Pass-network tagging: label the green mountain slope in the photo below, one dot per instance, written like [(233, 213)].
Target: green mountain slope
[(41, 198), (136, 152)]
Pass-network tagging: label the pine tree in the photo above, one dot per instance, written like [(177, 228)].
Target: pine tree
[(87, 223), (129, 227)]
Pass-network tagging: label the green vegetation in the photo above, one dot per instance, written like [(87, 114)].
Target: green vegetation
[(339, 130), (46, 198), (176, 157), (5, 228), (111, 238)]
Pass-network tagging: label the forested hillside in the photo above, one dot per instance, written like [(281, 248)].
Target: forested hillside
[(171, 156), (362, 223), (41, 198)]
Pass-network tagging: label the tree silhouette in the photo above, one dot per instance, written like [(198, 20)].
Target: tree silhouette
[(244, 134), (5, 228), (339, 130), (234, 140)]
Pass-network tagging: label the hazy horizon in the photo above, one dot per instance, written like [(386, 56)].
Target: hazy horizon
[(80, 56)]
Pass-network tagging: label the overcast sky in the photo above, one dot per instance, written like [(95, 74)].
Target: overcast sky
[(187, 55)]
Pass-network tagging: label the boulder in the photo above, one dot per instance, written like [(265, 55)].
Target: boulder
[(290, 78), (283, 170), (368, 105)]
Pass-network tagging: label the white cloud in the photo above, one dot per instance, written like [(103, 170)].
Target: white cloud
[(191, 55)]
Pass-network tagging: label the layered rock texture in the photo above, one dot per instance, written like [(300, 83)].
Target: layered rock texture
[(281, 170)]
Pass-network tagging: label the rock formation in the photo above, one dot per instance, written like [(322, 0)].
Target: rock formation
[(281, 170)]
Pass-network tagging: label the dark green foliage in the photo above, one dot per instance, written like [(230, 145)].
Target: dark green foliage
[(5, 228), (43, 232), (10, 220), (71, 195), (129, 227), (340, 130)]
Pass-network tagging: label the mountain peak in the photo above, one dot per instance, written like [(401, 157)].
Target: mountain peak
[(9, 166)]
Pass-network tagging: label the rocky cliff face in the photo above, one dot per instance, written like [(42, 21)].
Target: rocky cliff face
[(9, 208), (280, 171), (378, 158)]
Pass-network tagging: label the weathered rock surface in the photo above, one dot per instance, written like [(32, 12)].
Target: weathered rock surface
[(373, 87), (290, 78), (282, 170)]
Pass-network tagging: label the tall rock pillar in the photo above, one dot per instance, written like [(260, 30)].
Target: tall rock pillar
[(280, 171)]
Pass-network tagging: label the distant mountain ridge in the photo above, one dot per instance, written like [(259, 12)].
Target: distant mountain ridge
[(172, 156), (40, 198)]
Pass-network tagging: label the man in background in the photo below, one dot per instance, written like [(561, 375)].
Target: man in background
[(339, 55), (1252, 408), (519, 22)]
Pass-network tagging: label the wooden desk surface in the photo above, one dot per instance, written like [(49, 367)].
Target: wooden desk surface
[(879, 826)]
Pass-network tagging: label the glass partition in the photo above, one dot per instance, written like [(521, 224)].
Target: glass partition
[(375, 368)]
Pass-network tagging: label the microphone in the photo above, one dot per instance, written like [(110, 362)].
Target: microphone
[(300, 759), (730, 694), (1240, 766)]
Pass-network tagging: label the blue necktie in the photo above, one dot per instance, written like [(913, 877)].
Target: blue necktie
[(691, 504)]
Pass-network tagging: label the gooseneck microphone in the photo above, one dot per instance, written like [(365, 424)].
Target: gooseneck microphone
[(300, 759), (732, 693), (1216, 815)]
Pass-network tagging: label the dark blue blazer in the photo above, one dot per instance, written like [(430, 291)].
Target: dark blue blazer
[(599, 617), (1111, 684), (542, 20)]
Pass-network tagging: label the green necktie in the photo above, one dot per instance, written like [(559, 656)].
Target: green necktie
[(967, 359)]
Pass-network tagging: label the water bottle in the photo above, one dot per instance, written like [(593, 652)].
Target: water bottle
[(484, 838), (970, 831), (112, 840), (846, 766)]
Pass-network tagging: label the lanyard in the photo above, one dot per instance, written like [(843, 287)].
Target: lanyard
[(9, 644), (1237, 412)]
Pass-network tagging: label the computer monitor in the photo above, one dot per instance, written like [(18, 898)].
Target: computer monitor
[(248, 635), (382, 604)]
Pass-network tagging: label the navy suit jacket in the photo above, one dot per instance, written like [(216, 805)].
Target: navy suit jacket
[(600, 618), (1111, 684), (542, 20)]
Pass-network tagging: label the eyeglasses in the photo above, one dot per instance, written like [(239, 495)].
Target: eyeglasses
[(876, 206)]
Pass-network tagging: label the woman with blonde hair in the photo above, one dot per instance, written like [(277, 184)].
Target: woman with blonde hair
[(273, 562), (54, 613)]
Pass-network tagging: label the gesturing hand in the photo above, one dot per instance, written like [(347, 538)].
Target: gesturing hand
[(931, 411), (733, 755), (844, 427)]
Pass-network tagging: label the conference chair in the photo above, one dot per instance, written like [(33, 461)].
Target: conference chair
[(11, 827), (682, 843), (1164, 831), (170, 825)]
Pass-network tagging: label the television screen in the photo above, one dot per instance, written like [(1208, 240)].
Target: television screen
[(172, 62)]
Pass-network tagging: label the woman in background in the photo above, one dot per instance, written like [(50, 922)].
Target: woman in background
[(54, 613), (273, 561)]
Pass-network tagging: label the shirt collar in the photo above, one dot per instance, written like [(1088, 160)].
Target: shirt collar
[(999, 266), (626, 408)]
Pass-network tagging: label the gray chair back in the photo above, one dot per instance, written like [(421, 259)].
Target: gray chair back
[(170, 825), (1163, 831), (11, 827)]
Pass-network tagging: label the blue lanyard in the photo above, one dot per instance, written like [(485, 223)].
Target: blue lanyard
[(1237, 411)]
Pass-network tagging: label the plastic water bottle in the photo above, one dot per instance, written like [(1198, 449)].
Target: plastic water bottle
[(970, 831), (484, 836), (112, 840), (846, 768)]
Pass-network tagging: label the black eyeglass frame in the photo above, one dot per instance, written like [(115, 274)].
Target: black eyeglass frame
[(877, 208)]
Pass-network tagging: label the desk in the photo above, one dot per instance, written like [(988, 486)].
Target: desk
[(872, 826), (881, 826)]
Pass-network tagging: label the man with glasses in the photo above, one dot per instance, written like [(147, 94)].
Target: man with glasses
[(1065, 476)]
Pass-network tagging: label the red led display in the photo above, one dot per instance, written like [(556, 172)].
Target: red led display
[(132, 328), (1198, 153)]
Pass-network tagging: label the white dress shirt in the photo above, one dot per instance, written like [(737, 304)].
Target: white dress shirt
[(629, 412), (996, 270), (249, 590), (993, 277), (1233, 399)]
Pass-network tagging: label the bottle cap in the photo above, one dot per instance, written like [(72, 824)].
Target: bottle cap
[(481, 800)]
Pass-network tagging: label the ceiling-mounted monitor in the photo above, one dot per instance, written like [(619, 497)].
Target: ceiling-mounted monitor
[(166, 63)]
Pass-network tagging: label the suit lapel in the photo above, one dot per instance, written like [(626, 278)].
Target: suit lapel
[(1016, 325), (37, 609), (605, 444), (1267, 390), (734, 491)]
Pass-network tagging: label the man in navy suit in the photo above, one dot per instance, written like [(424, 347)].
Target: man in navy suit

◇ ◇ ◇ ◇

Rewrite all the lines above as a numbered list, leaving out any blank lines.

■ Answer:
1. Pass-network tagging: label the green mountain slope in the photo below, one dot per instance, written like [(233, 213)].
2. Target: green mountain slope
3. [(41, 198), (136, 152)]
4. Pass-network tagging: label the pine tree in the photo above, one dot per instance, written like [(177, 228)].
5. Target: pine tree
6. [(87, 223), (129, 227)]
7. Pass-network tagging: label the green vegetation in the photo above, one dot per instance, written like [(87, 114)].
8. Target: green vegetation
9. [(339, 130), (46, 198), (176, 157), (5, 228), (111, 238)]
10. Pass-network tagging: label the forested hillside in the photo above, one dot per instance, written like [(281, 248)].
11. Target: forested hillside
12. [(171, 156), (362, 223), (41, 198)]
13. Pass-network tagging: label the tree silhouette in the photo above, one dot per instance, written like [(198, 20)].
14. Target: tree silhouette
15. [(244, 134), (5, 228), (339, 130), (234, 140)]
16. Pass-network tagging: label the hazy horizon in the photo above, one dot per instance, written like [(386, 56)].
17. Target: hazy horizon
18. [(80, 56)]
19. Pass-network tagging: label the overcast sky in the photo above, one dot per instance, written like [(95, 74)].
20. Target: overcast sky
21. [(187, 55)]
22. Pass-network tagging: label the boulder in the photo above, one dot per instance, written like [(265, 55)].
23. Target: boulder
24. [(290, 78), (283, 170), (368, 105)]
25. Pass-network tagging: label the white cloud in the photo above, one dot per instance, written like [(103, 170)].
26. Target: white cloud
27. [(191, 55)]
28. Pass-network tagging: label the layered rock texture in the photo above, one dot per instance, written like [(300, 83)].
29. Target: layered rock texture
30. [(281, 170)]
31. Pass-network tagging: label the rock formation in the photo above, one dot per instance, written like [(322, 0)].
32. Target: rock formation
33. [(281, 170)]
34. Pass-network tagging: label the dark green foliage in the photo above, one dot per instance, written like [(230, 145)].
35. Target: dark green foliage
36. [(5, 228), (43, 232), (10, 220), (71, 195), (129, 227), (340, 130)]
37. Pass-network tagging: label the mountain peak in the photo above, one dot per instance, written like [(401, 157)].
38. Target: mountain peak
39. [(9, 166)]
40. Pass-network tagging: label the rocky cliff face in the photo above, one dot per instance, written like [(42, 21)].
41. Target: rocky cliff face
42. [(9, 208), (280, 171), (378, 158)]
43. Pass-network tagging: label the weathered rock surface in the photo above, one dot per instance, written like [(32, 12)].
44. Target: weathered rock surface
45. [(373, 87), (290, 78), (282, 170)]
46. Pass-network tagging: label the tall rock pillar in the photo above, one dot per instance, written like [(260, 30)].
47. Target: tall rock pillar
48. [(280, 171)]
49. Pass-network tagging: label the distant mountain ridge in the photo above, one dot per instance, written like [(259, 12)].
50. Target: distant mountain ridge
51. [(172, 156), (40, 198)]
52. Pass-network tagging: label the man in background in the photo below, one dot per instance, written like [(561, 375)].
53. Target: man in background
54. [(339, 55), (1252, 408), (519, 22)]
55. Pass-network tagging: label the wooden desk surface in the photo above, one dot per instance, written like [(49, 367)].
56. Target: wooden desk surface
57. [(879, 826)]
58. Pass-network tagging: label the glass partition in the photo above, one dot per instance, written like [(521, 224)].
59. Target: glass partition
60. [(375, 368)]
61. Pass-network tagging: label the microphone in the photo above, one dot per instance, written like [(110, 362)].
62. Target: microphone
63. [(300, 759), (730, 694), (1240, 766)]
64. Pass-network tagging: label the blue necktie in the photo above, one dot per instance, written like [(913, 877)].
65. Target: blue necktie
66. [(691, 504)]
67. Pass-network tagging: label the gooseneck microphone in the photo above, one dot per instance, written like [(365, 424)].
68. Target: gooseneck microphone
69. [(300, 759), (732, 693), (1216, 815)]
70. Pass-network tagging: label the dark blue blazer in the photo above, one dot per instance, written like [(430, 291)].
71. Target: dark blue blazer
72. [(599, 617), (1111, 684), (542, 20)]
73. Pass-network tagging: label the green necktie in the photo above, one dot per instance, written like [(559, 656)].
74. Target: green necktie
75. [(967, 359)]
76. Pass-network tagging: label the water bottle in the photo above, one dot per instance, written like [(593, 652)].
77. Target: water bottle
78. [(484, 838), (970, 831), (112, 840), (846, 766)]
79. Pass-network tagging: label the lanyard in the photo above, one dot per instance, written like [(843, 287)].
80. Target: lanyard
81. [(9, 644), (1237, 412)]
82. Pass-network tagging: label the computer monitor in the photo above, one dot per instance, written like [(18, 898)].
83. Target: computer monitor
84. [(248, 635), (382, 604)]
85. Pass-network tagging: label the navy suit jacket in the photo above, one dot per instance, written like [(216, 805)].
86. Target: navy suit jacket
87. [(600, 618), (1111, 684), (542, 20)]
88. Pass-network tagging: label the eyeglasses in the photo above, one dot per instance, written like [(239, 495)].
89. Target: eyeglasses
90. [(876, 206)]
91. Pass-network tagging: label the woman with blonde hair in the photo above, one dot per instance, written like [(277, 184)].
92. Target: woman with blonde hair
93. [(273, 562), (54, 613)]
94. Pass-network tagging: label the gesturing hand in the photo above, one dot per instance, written like [(347, 538)].
95. Target: gesturing hand
96. [(931, 411), (733, 755), (844, 427)]
97. Pass-network tagging: label the conference chair in the photo above, one dot per instance, written like [(33, 461)].
98. Target: conference chair
99. [(11, 827), (682, 843), (1164, 831), (170, 825)]
100. Pass-network tagging: label the television screen in the photo above, one dot per instance, written like [(1208, 240)].
101. Target: television screen
102. [(172, 62)]
103. Pass-network tagging: label the woman in background in the photo above, one dot per instance, written like [(50, 922)].
104. Target: woman in background
105. [(54, 613), (273, 561)]
106. Pass-network tagging: label the shirt collar in the photo above, one dot per instance, written like [(1088, 160)].
107. Target: shirt collar
108. [(999, 266), (626, 408)]
109. Pass-network tagging: label the gray chair back in the photo above, one dot per instance, written like [(421, 259)].
110. Target: gray chair back
111. [(170, 825), (1163, 831), (11, 827)]
112. Pass-network tagging: label the blue lanyard in the photo above, one dot per instance, written like [(485, 223)].
113. Target: blue lanyard
114. [(1237, 411)]
115. Pass-network tagging: label the plastic water bottle in the photo above, one dot per instance, written like [(1198, 449)].
116. Target: plastic water bottle
117. [(970, 831), (484, 836), (112, 840), (846, 768)]
118. Pass-network tagging: label the black eyeglass frame in the photo above, one dot per instance, written like [(115, 274)].
119. Target: black eyeglass frame
120. [(877, 208)]
121. Pass-network tagging: label the desk in the photo above, one dot per instance, written like [(988, 486)].
122. Target: desk
123. [(872, 826), (881, 826)]
124. Pass-network tagging: label the man with glasses in the photo above, one dot per instance, written like [(147, 94)].
125. Target: man with glasses
126. [(1065, 476)]
127. Pass-network tagging: label the red led display in the photo above, one dot per instance, written like [(556, 172)].
128. Target: red led display
129. [(132, 328), (1198, 153)]
130. Pass-network tagging: label the white dress shirt in the photo above, one dot per instance, written like [(737, 304)].
131. Target: white dress shirt
132. [(629, 412), (996, 270), (249, 590), (993, 277), (1233, 399)]
133. Pass-network tagging: label the bottle cap in the photo above, one dot per instance, written like [(72, 824)].
134. Target: bottle cap
135. [(481, 800)]
136. Pass-network tagging: label the ceiling-mounted monitor in the photo above, one dot per instance, written like [(619, 497)].
137. Target: ceiling-mounted monitor
138. [(166, 63)]
139. Pass-network tagging: label the suit lapel in the photo above, one dot per instance, written like [(626, 278)].
140. Target: suit lapel
141. [(1016, 325), (37, 609), (605, 444), (1267, 390), (734, 491)]
142. Pass-network tagging: label the man in navy suit in the photo above, one dot per instance, written like [(424, 347)].
143. Target: man in navy suit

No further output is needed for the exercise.